**Document section**
--------

By demanding evidence other than what God had vouchsafed to him, by choosing “sight” rather than “faith," St. Thomas lost a higher blessing, to which he might otherwise have attained. “Blessed are they that have not seen, and yet have believed.” Few of us, possibly, but at one time or other of our lives have had the wish pass through our minds that we had lived in our Lord's days, had seen His miracles, and those of His apostles; had heard His teaching, and that of His apostles. At times, when our faith seems weak, or when doubts are raised which we cannot solve, or when hard questions of doctrine are discussed, such would seem to be almost an instinctive wish.—Now, of course, we all allow that what God has ordered for us, is better than what we could order for ourselves; that He knows best in what state of life, in what country, in what age, it were best for us to be born and live ;-but do we realize, and bear in mind, that there is a sense in which they “who have not seen” are more blessed (if only they believe) than they who have seen;
that, if they truly believe in Christ and obey Him, the lot of the men of this day is therein blessed, that “they have not seen and yet have believed.”
And (even where, by God's grace, the evil babit of this day, to doubt and question, has not extended to the great saving truths of the Gospel, those articles of the Christian faith, without a belief in which we cannot be Christians) still how much does this unhappy temper and spirit keep from us: how many high and holy truths, which Almighty God proposes to faith, and which faith alone can apprehend! The frame of mind (which men have been taught to think safe and wise) is far other than what befits weak, and fallen, and sinful, and ignorant creatures, listening for the voice of their Creator, that they may hear it and obey it. Men seem to think that probable evidence, such as guides them in every-day life, has nothing to do in religion ; men are every day obliged to believe things which they cannot be sure are true; to do things which they cannot be sure are for their interest: i. e. men are obliged to "walk by faith not by sight” in the things of this world : or else they must believe
and do nothing; and yet men refuse to receive the same kind of evidence, to walk by the same rule, in the things of religion : i.e. in the things of Almighty God, eternity, heaven, hell, the world of spirits. Whereas, even in the things of this life, they have no choice but to believe many things which they cannot see, they refuse to do so in the things of another life. We know that there are evil and reprobate men who deny the very being and providence of Almighty God because they see Him not ; “ The fool hath said in his heart, There is no God.” Again there are others who deny the “Holy, Blessed, and Glorious Trinity, three Persons and one God," because, as they say, it is against their reason ; and so men, rather than believe too much, fall into the sin of blaspheming their God and Saviour. But I do not wish to speak of these any further than by way of warning. The spirit in such men is but the spirit of this age, the spirit of unbelief, in its worst form; and the spirit of this age has entered into the Church, and into the hearts and thoughts of us all, far more, I fear, than we are any of us aware: men think it enough answer to make to any doctrine (however sacred), that it may be untrue. The apostolical succession of ministers in the Church may have failed in the course of ages : therefore
(say such men) the doctrine is not true; such is the conclusion which the spirit of the age draws.

--------

**What you will do**
Decide whether each statement agrees with the passage on faith and sight: (a) St. Thomas lost a higher blessing that he might otherwise have attained; (b) men are never required in everyday life to believe things whose truth they cannot be sure of; (c) those who deny the Trinity are to be discussed at length rather than only as a warning. Answer yes or no for each, quoting the words of the passage that decide it. Rely solely on the passage on faith and sight when responding.

--------

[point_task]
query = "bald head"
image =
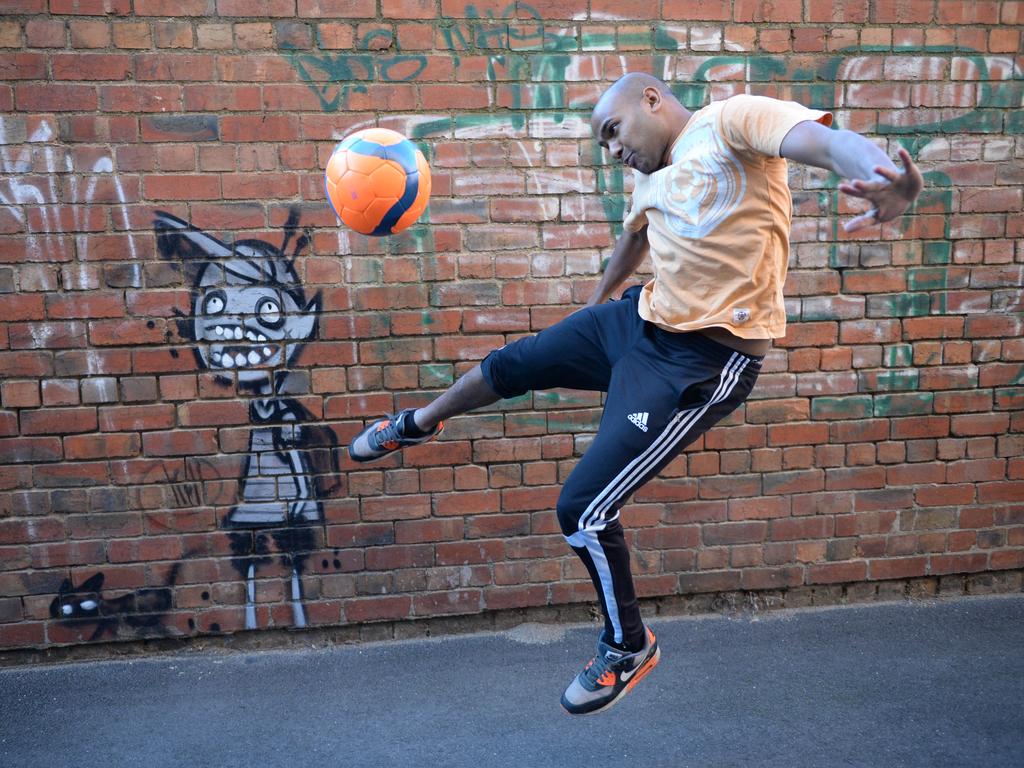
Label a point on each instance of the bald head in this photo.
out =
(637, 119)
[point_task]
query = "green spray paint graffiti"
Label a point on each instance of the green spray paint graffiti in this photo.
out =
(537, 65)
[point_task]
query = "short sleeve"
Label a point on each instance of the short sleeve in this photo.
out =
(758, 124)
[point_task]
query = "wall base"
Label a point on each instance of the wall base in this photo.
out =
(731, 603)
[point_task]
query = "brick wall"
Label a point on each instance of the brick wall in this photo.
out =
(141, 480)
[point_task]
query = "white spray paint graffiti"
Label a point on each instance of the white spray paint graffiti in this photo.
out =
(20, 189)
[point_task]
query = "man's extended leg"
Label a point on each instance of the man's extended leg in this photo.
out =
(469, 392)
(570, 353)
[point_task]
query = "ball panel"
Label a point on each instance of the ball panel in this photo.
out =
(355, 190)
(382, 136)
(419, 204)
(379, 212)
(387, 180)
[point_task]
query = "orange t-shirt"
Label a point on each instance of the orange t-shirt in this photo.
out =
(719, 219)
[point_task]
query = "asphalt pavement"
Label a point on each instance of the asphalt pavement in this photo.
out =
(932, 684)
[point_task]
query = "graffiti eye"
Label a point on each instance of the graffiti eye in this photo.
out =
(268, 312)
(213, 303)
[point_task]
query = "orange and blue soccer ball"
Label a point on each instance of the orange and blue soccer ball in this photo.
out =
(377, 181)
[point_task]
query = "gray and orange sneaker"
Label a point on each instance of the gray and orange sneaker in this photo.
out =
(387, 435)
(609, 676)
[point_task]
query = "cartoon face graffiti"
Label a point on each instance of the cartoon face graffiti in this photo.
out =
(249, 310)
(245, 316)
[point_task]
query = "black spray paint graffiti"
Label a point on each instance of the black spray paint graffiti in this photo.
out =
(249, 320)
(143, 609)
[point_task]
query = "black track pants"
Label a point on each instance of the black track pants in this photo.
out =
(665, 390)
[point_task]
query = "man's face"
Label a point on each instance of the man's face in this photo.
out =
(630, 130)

--------

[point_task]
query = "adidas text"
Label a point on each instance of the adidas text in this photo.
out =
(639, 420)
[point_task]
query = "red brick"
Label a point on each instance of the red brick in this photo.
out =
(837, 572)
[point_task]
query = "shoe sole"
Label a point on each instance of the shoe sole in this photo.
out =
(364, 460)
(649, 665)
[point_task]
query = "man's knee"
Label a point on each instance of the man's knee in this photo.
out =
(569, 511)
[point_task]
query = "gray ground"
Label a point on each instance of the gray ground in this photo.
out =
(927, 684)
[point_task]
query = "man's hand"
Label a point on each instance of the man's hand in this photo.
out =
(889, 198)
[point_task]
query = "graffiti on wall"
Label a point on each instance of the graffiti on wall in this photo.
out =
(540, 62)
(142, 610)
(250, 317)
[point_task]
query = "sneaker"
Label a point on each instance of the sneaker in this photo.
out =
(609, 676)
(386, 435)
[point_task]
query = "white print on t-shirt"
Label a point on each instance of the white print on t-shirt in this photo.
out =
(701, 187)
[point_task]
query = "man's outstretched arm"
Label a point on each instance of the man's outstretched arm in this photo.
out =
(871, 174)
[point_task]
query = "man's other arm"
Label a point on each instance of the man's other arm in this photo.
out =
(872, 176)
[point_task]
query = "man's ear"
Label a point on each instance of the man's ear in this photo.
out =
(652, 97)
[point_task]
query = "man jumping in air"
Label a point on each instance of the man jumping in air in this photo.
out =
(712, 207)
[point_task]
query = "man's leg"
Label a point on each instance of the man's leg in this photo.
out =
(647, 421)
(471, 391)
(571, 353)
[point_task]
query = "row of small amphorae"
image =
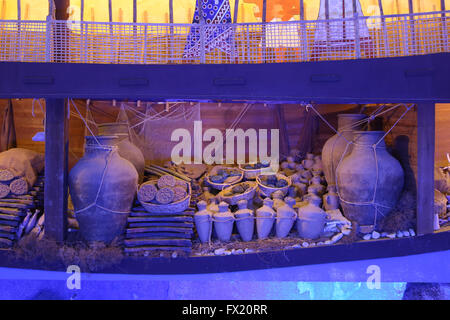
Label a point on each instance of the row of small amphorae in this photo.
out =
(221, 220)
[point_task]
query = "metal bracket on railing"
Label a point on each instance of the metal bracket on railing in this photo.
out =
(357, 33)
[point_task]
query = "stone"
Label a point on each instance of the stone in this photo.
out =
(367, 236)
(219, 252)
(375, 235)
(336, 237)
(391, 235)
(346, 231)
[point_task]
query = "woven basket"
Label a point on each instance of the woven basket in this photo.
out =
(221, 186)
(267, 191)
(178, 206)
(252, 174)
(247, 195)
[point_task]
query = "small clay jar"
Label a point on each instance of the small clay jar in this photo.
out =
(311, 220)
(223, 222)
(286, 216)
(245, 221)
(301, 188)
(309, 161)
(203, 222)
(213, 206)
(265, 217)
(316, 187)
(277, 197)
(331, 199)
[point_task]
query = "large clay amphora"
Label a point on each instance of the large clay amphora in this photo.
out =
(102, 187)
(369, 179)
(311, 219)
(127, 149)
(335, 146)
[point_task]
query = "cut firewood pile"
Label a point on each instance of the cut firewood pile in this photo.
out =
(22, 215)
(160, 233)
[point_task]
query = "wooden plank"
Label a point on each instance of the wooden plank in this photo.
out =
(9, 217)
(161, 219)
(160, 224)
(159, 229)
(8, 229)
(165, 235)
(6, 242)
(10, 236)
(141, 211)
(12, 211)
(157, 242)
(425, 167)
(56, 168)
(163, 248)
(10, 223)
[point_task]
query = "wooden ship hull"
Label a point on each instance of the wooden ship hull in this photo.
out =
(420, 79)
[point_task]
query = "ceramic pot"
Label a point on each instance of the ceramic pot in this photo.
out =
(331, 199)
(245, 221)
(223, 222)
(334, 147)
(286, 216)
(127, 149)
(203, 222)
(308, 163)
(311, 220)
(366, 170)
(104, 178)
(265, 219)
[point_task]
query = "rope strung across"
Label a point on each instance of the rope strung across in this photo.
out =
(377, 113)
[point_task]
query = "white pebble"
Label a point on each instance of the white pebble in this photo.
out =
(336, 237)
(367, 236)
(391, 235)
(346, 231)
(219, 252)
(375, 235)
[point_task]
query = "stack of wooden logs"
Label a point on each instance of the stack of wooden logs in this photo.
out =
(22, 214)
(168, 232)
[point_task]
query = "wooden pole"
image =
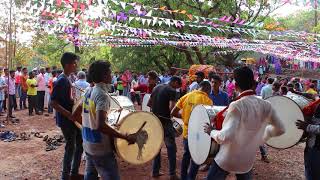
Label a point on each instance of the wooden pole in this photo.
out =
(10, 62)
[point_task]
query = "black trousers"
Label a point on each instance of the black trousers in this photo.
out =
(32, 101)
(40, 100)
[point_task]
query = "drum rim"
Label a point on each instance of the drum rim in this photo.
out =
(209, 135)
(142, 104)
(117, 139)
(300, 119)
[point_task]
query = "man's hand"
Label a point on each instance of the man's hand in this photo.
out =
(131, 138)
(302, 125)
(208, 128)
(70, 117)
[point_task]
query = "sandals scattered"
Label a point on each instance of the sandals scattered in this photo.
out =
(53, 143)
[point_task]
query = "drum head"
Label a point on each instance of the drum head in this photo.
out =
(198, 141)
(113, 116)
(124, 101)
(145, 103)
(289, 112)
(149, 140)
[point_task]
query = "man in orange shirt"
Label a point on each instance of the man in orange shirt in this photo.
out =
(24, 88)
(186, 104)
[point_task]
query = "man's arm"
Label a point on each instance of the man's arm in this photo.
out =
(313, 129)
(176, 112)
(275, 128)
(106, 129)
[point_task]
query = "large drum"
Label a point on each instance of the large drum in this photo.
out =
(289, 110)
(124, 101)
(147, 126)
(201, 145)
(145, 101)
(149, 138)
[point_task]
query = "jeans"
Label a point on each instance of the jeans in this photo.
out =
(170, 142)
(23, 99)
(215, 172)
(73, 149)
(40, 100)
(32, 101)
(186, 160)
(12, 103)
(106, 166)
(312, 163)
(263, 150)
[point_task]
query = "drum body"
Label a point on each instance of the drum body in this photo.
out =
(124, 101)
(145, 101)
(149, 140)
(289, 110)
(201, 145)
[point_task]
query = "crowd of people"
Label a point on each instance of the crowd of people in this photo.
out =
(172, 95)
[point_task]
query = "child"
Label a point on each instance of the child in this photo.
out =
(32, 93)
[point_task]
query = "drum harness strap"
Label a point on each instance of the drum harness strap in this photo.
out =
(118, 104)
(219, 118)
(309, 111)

--------

**Answer**
(a) Yes: "St. Thomas lost a higher blessing, to which he might otherwise have attained."
(b) No: "men are every day obliged to believe things which they cannot be sure are true"
(c) No: "But I do not wish to speak of these any further than by way of warning."